* Textauszug *
####################
Buddhist:innen in Bands gibt es viele. Aber verhältnismäßig wenige buddhistische Bands. Die Japaner:innen BUDDHADATTA sind nicht nur in in dieser Hinsicht eine Ausnahme, sondern innerhalb dieser Nische noch mal Exot:innen, da sie sich optisch und musikalisch auf die sogenannte Fuke-shu-Bewegung beziehen, eine buddhistische Strömung in Japan mit Ursprüngen im 13. Jahrhundert, in der wandernde und musizierende Bettelmönche es sich letztendlich durch ihr exotisches Auftreten mit der Obrigkeit versaut haben. Und Punk mögen BUDDHADATTA natürlich auch. Sänger und Gitarrist Mitsu erklärt uns seine Sicht auf die Parallelen zwischen dem „rebellischen Geist“ im Buddhismus und dem Spirit des Punkrock.
Mitsu, bitte erzähle uns ein bisschen über dich.
Mein Künstlername als Solomusiker ist Voglibonze, aber eigentlich heiße ich Mitsuteru Kawai. Ich bin Sänger und Gitarrist und wurde 1965 in Nagoya, Japan geboren. Meine ersten musikalischen Gehversuche waren im Jahr 1984 als Gitarrist bei einer Band namens THE EASE, die auch ein Album veröffentlichten. Danach gründete ich meine eigene Band, die aber nicht so erfolgreich war, so dass ich meine Karriere nach ein paar Jahren beendete. 2004 startete ich einen neuen Versuch und gründete MITSU AND FLOWER AMIGOS mit folkloristischen Instrumenten und nahm meine Musiklaufbahn wieder auf. BUDDHADATTA entstanden, als ich einen Punk-Schlagzeuger aus Kansai traf, während ich als Solokünstler aktiv war. Wir beide hatten das Ziel, auch international zu spielen. Danach schloss sich die Bassistin und Sängerin Seiko uns an und wir waren als Band komplett.
Wann und wie wurdest du buddhistisch geprägt? Schon als junger Mensch oder erst später?
Das war ein Prozess. Und zwar insofern, als ich gelernt habe, über alles selbst nachzudenken. Offen für alles zu sein. Nicht zu urteilen, weder über Dinge noch über die menschliche Natur. Anderen nicht die eigene Meinung aufzudrängen. Zu wissen, dass Eifersucht und Neid töricht sind. Nicht arrogant zu sein. Zu erkennen, dass man nicht alles, was man im Buddhismus gelernt hat, in die Praxis umsetzen kann. Ich brauchte auch eine Weile, um das alles zu begreifen. Im Alter von 35 Jahren zum Beispiel begann ich, häufig Gräber zu besuchen, um über mein Handeln, meine Vergangenheit und ihre Vergänglichkeit nachzudenken. Als ich 50 war, starb mein Vater, und seitdem ist mein Interesse am Buddhismus noch weiter gewachsen. Ich denke, das liegt daran, dass der Buddhismus eher eine Wissenschaft ist als eine Religion, vielleicht eine Mischung aus beidem. Ich sehe hier jedenfalls eine Parallele zur Quantenphysik. Im Sinne der Quantenmechanik glaube ich, dass das Nirwana ein Zustand ist, in dem unsere Geister zu Quanten werden und schweben. Dafür gibt es natürlich keine wissenschaftlichen Beweise.
####################
* Bereitgestellte Angaben *
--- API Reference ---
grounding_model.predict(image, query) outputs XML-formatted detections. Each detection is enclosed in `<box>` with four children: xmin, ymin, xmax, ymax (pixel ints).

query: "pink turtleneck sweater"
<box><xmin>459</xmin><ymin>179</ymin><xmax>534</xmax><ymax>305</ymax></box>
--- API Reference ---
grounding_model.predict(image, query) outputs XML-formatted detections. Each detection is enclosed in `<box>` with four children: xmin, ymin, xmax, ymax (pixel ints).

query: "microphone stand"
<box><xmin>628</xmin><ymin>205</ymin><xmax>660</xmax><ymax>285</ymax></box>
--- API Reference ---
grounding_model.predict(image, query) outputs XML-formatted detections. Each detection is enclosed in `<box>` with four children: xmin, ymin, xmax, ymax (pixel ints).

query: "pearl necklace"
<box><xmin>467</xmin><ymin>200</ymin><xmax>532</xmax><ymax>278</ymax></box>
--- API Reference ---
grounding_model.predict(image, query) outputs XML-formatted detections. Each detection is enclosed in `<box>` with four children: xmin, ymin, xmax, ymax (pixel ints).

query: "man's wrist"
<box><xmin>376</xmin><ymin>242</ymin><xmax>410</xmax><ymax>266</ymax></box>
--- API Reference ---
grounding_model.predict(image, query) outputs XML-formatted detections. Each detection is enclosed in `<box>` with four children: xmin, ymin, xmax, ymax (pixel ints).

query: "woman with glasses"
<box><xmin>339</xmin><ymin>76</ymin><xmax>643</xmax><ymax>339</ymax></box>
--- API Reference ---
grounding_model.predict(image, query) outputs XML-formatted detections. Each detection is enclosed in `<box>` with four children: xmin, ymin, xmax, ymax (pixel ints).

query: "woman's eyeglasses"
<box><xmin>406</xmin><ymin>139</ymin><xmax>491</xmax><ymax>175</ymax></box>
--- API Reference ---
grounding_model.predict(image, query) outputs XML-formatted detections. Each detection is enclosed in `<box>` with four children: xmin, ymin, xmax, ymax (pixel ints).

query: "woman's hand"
####################
* Aufgaben *
(1) Beantworte anhand des Interviews die folgenden Fragen:
(a) In welchem Jahrhundert liegen die Ursprünge der Fuke-shu-Bewegung?
(b) Welchen Künstlernamen trägt Mitsu als Solomusiker?
(c) In welchem Alter begann Mitsu, häufig Gräber zu besuchen?
(2) Ändere im Interview den Abschnitt, der mit den Worten „Buddhist:innen in Bands“ beginnt und nach „Spirit des Punkrock.“ endet: Setze dabei „Wandermönche“ an die Stelle von „Bettelmönche“.
(3) Nenne alle Bands, die im Interview mit Namen erwähnt werden.

* Lösungen *
(1)
(a) Im 13. Jahrhundert.
(b) Voglibonze.
(c) Mit 35 Jahren.

(2)
Buddhist:innen in Bands gibt es viele. Aber verhältnismäßig wenige buddhistische Bands. Die Japaner:innen BUDDHADATTA sind nicht nur in in dieser Hinsicht eine Ausnahme, sondern innerhalb dieser Nische noch mal Exot:innen, da sie sich optisch und musikalisch auf die sogenannte Fuke-shu-Bewegung beziehen, eine buddhistische Strömung in Japan mit Ursprüngen im 13. Jahrhundert, in der wandernde und musizierende Wandermönche es sich letztendlich durch ihr exotisches Auftreten mit der Obrigkeit versaut haben. Und Punk mögen BUDDHADATTA natürlich auch. Sänger und Gitarrist Mitsu erklärt uns seine Sicht auf die Parallelen zwischen dem „rebellischen Geist“ im Buddhismus und dem Spirit des Punkrock.

(3) BUDDHADATTA, THE EASE, MITSU AND FLOWER AMIGOS